■ Texto fornecido

===

Essa é uma análise extremamente grosseira, mas hoje vejo que ela é
adotada por quem se autoproclama ‘filósofo’, ‘analista político’,
‘jornalista qualificado’. No final do ano passado, os ignorantes
colocaram Dilma no poder, mas ‘depois de ver como ela governa’,
compreendem que os inteligentes têm razão. Daí os números extremamente
baixos da popularidade da presidenta. Mas, como se sabe de que modo
Dilma governa? Isso passa necessariamente pela mediação dos grandes
meios de comunicação, e assim voltamos ao acima exposto acerca da
concentração da comunicação pública no Brasil nas mãos de um número
extremamente reduzido de pessoas.
– O ciclo PT passou. Alguém disse isso e
muitos o repetem. A explicação tem uma aura de verdade inconteste que
dispensa análise empírica. Como foi dito por uma pessoa inteligente,
deve ser verdade. Se você duvidar, é petista ignorante.
– Lula é populista. Essa frase também tem
ares de inteligência. Mas o que se entende por ‘populista’? Assisti
recentemente a um programa na televisão, em que se disse que populista é
quem simpatiza os governos ‘populistas’ de Venezuela, Bolívia e Ecuador
(as repúblicas bolivarianas). Isso, disse o interlocutor, não tem
futuro, pois esses governos não têm dinheiro. Melhor aliar-se aos
Estados Unidos e à Europa, onde há dinheiro. Então entendi o que é
populista: é o contrário de dinheirista.

===

■ Segmento de dados
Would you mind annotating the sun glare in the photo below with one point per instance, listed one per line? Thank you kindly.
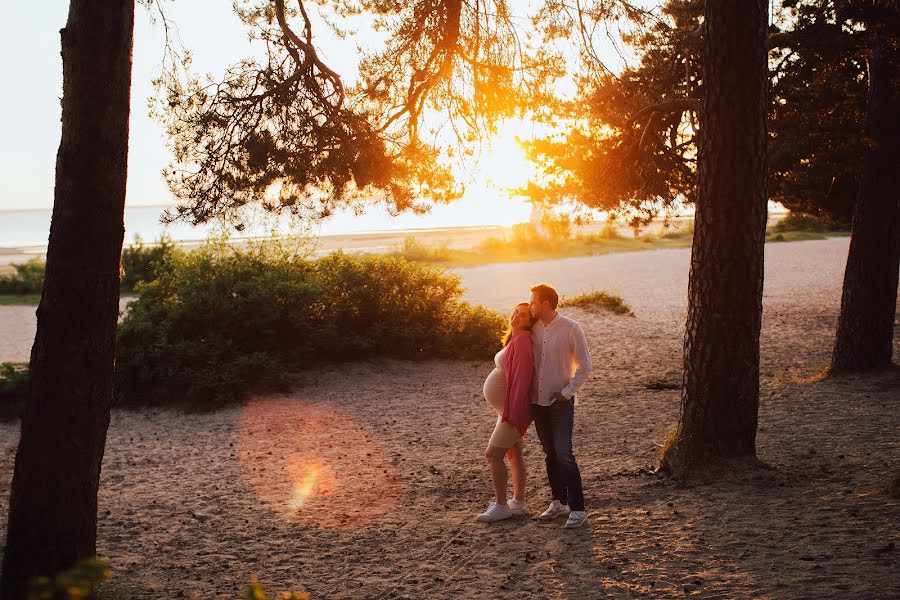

===

■ Instrução
Dê seguimento ao texto sobre os chavões políticos a respeito de Dilma, do PT e de Lula, começando logo depois da última frase apresentada.

■ Resultado
– Temos de combater o terrorismo. Divulgado
aos quatro ventos pelo presidente americano Bush na manhã do dia 11 de
novembro de 2001 (data do ataque às torres gêmeas em Nova Iorque) depois
de receber um telefonema de seu conselheiro Kissinger que falou em ‘war
on terror’ (guerra contra o terror), o terrorismo é um dos termos que
caracterizam as sociedades em que vivemos. A civilização está sendo
ameaçada por terroristas, assim como no passado esteve ameaçada por
comunistas. Mas, se um drone americano mata pessoas inocentes no
Afeganistão, isso é terrorismo? Não, ninguém diz isso. Matar inocentes
no Afeganistão é combater o terrorismo, assim como apoiar golpes
militares na América Latina, nos anos 1960-70, era combater o comunismo.
Dias passados, a Câmara Federal aprovou uma lei que de certa forma
aplica ao Brasil o pacote antiterrorista fabricado nos Estados Unidos.
Essa lei parte da ideia que o terrorismo pode estender seus tentáculos
sobre o país, o que deve ser evitado a qualquer custo. Temos de ficar de
sobreaviso, pois a conspiração terrorista pode eclodir onde menos se
espera. Quem não concordar com ideias divulgadas pelos grandes meios de
comunicação, por exemplo, é potencialmente ‘terrorista’.
A lista de frases que hoje pretendem explicar o Brasil não se esgota
com esses poucos exemplos. Mas as que apresentei brevemente acima bastam
para que enxerguemos a saída diante do poder avassalador dessas e de
outras frases que costumamos ouvir diariamente nos grandes meios de
comunicação. Penso que, mais que nunca, é preciso usar o cérebro. A
coisa mais preciosa que a natureza pode nos oferecer é um cérebro que
funcione bem, ou seja, que nos faça pensar de forma independente. O
cultivo de uma inteligência independente constitui a tarefa mais
importante da vida.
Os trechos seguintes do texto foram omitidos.